Problem details:
Send back the line that contains "Please put a marker on the wooden" and all lines following it through the end of the data below, exactly, omitting pictures.

Excerpted records:
Content starts
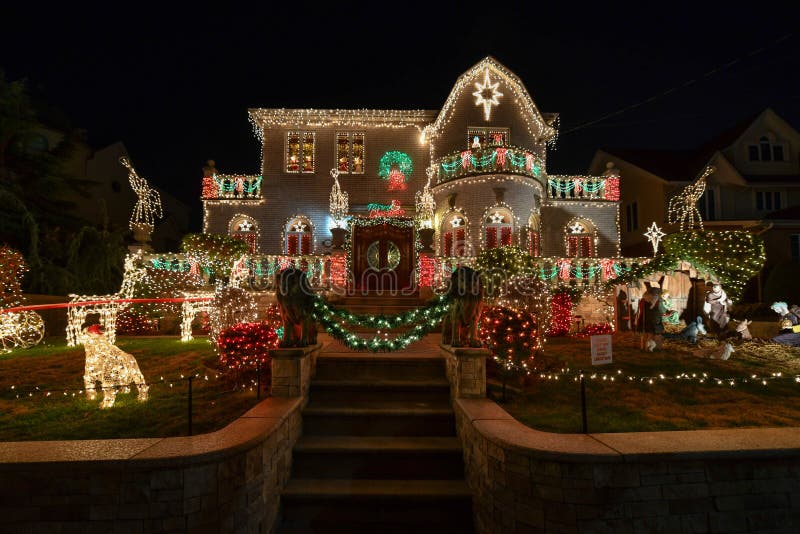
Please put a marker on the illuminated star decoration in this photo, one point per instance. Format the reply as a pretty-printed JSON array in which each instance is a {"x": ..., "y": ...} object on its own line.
[
  {"x": 482, "y": 89},
  {"x": 497, "y": 218},
  {"x": 576, "y": 228},
  {"x": 654, "y": 235}
]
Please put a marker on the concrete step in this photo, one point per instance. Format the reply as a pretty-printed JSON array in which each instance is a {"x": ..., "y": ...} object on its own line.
[
  {"x": 380, "y": 390},
  {"x": 384, "y": 418},
  {"x": 322, "y": 505},
  {"x": 422, "y": 458}
]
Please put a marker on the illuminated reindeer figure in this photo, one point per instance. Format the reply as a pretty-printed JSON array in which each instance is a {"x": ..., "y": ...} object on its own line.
[
  {"x": 683, "y": 206},
  {"x": 103, "y": 305},
  {"x": 114, "y": 368}
]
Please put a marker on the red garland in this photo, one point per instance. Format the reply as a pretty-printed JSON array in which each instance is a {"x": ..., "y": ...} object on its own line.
[
  {"x": 560, "y": 314},
  {"x": 244, "y": 344}
]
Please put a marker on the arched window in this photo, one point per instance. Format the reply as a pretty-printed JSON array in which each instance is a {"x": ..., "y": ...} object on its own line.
[
  {"x": 580, "y": 236},
  {"x": 299, "y": 236},
  {"x": 244, "y": 228},
  {"x": 454, "y": 234},
  {"x": 498, "y": 228},
  {"x": 534, "y": 236}
]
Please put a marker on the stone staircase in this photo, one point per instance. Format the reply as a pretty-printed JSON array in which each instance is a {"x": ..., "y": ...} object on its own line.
[{"x": 379, "y": 451}]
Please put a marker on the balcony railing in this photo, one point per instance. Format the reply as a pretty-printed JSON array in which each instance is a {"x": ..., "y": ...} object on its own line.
[
  {"x": 487, "y": 160},
  {"x": 583, "y": 187},
  {"x": 232, "y": 186}
]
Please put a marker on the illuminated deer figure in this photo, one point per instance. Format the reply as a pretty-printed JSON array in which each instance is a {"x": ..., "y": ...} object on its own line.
[
  {"x": 683, "y": 206},
  {"x": 103, "y": 305},
  {"x": 114, "y": 368}
]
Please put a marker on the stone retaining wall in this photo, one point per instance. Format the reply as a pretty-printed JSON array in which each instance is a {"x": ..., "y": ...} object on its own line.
[
  {"x": 225, "y": 481},
  {"x": 738, "y": 480}
]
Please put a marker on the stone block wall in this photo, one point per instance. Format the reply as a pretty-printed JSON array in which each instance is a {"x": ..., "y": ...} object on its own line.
[
  {"x": 740, "y": 480},
  {"x": 225, "y": 481}
]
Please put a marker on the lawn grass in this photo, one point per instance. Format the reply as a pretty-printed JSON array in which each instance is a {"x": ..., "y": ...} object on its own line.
[
  {"x": 34, "y": 406},
  {"x": 666, "y": 404}
]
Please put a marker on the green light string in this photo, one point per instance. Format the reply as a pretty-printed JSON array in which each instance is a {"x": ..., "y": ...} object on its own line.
[
  {"x": 355, "y": 342},
  {"x": 433, "y": 310}
]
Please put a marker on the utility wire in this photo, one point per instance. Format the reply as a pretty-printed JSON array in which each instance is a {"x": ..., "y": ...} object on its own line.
[{"x": 709, "y": 74}]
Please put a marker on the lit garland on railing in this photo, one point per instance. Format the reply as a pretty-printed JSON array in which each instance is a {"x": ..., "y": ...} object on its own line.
[
  {"x": 437, "y": 307},
  {"x": 489, "y": 159}
]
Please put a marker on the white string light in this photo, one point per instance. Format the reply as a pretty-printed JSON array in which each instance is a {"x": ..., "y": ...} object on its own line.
[
  {"x": 482, "y": 89},
  {"x": 683, "y": 206},
  {"x": 339, "y": 201},
  {"x": 148, "y": 206},
  {"x": 654, "y": 234}
]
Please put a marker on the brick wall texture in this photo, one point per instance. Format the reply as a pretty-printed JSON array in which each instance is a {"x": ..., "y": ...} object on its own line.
[
  {"x": 520, "y": 491},
  {"x": 238, "y": 492}
]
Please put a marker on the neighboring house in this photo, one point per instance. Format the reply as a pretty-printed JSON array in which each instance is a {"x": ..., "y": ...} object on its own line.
[
  {"x": 756, "y": 186},
  {"x": 110, "y": 199},
  {"x": 486, "y": 150}
]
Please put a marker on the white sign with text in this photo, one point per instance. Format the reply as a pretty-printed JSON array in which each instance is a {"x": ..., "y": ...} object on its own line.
[{"x": 601, "y": 349}]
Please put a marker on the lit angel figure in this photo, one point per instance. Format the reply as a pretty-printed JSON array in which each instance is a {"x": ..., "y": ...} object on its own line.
[
  {"x": 683, "y": 206},
  {"x": 339, "y": 201},
  {"x": 425, "y": 203},
  {"x": 148, "y": 207},
  {"x": 109, "y": 365}
]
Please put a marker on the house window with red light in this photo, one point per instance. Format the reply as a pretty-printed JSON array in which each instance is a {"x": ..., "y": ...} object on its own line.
[
  {"x": 300, "y": 155},
  {"x": 498, "y": 229},
  {"x": 299, "y": 237},
  {"x": 454, "y": 235},
  {"x": 246, "y": 229},
  {"x": 580, "y": 240}
]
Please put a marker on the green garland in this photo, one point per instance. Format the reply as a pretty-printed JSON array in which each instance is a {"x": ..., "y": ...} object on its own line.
[
  {"x": 428, "y": 318},
  {"x": 434, "y": 309}
]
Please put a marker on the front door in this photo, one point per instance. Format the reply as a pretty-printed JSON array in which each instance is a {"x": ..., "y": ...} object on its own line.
[{"x": 383, "y": 257}]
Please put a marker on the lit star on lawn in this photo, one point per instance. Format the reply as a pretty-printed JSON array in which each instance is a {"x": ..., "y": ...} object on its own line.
[
  {"x": 489, "y": 89},
  {"x": 654, "y": 235},
  {"x": 497, "y": 217}
]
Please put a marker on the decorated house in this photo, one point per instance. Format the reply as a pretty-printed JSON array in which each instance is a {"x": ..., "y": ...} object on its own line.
[
  {"x": 409, "y": 187},
  {"x": 755, "y": 186}
]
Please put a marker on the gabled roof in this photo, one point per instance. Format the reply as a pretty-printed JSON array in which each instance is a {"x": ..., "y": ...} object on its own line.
[
  {"x": 686, "y": 165},
  {"x": 538, "y": 126}
]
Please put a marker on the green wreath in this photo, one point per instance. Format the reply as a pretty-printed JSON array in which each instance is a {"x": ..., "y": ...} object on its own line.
[{"x": 393, "y": 157}]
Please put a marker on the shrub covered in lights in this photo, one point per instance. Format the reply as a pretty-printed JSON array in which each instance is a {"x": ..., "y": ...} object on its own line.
[
  {"x": 216, "y": 252},
  {"x": 245, "y": 345},
  {"x": 733, "y": 256},
  {"x": 12, "y": 268},
  {"x": 499, "y": 265},
  {"x": 511, "y": 336}
]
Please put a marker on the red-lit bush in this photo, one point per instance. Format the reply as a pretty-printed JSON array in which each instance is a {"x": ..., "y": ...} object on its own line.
[{"x": 244, "y": 344}]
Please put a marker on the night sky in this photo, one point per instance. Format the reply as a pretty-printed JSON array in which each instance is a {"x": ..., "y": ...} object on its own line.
[{"x": 175, "y": 86}]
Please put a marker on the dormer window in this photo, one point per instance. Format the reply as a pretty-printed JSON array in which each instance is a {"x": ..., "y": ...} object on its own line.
[{"x": 765, "y": 150}]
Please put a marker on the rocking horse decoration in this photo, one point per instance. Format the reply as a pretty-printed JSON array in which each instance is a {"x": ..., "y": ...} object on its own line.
[
  {"x": 109, "y": 365},
  {"x": 106, "y": 306},
  {"x": 683, "y": 206}
]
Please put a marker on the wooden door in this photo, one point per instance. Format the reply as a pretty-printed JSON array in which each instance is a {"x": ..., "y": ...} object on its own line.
[{"x": 383, "y": 257}]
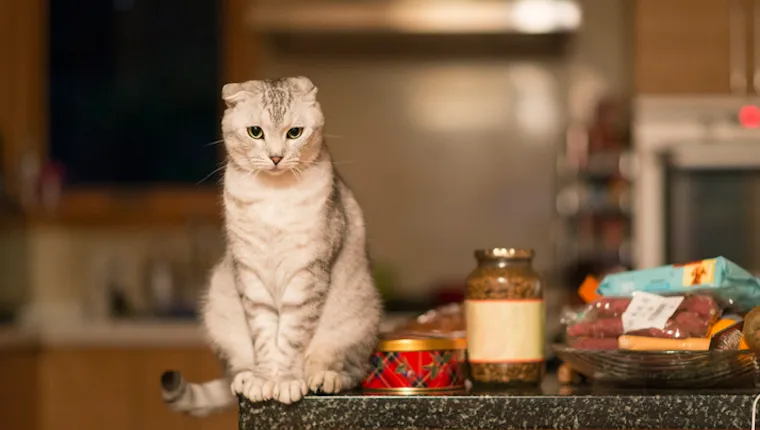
Content ends
Problem solution:
Please put a marker on the wooden door in this photo, one point per instance. Format the reply as a pretty-printed JSON array in which each instance is a {"x": ..., "y": ...} object on its own line.
[{"x": 383, "y": 257}]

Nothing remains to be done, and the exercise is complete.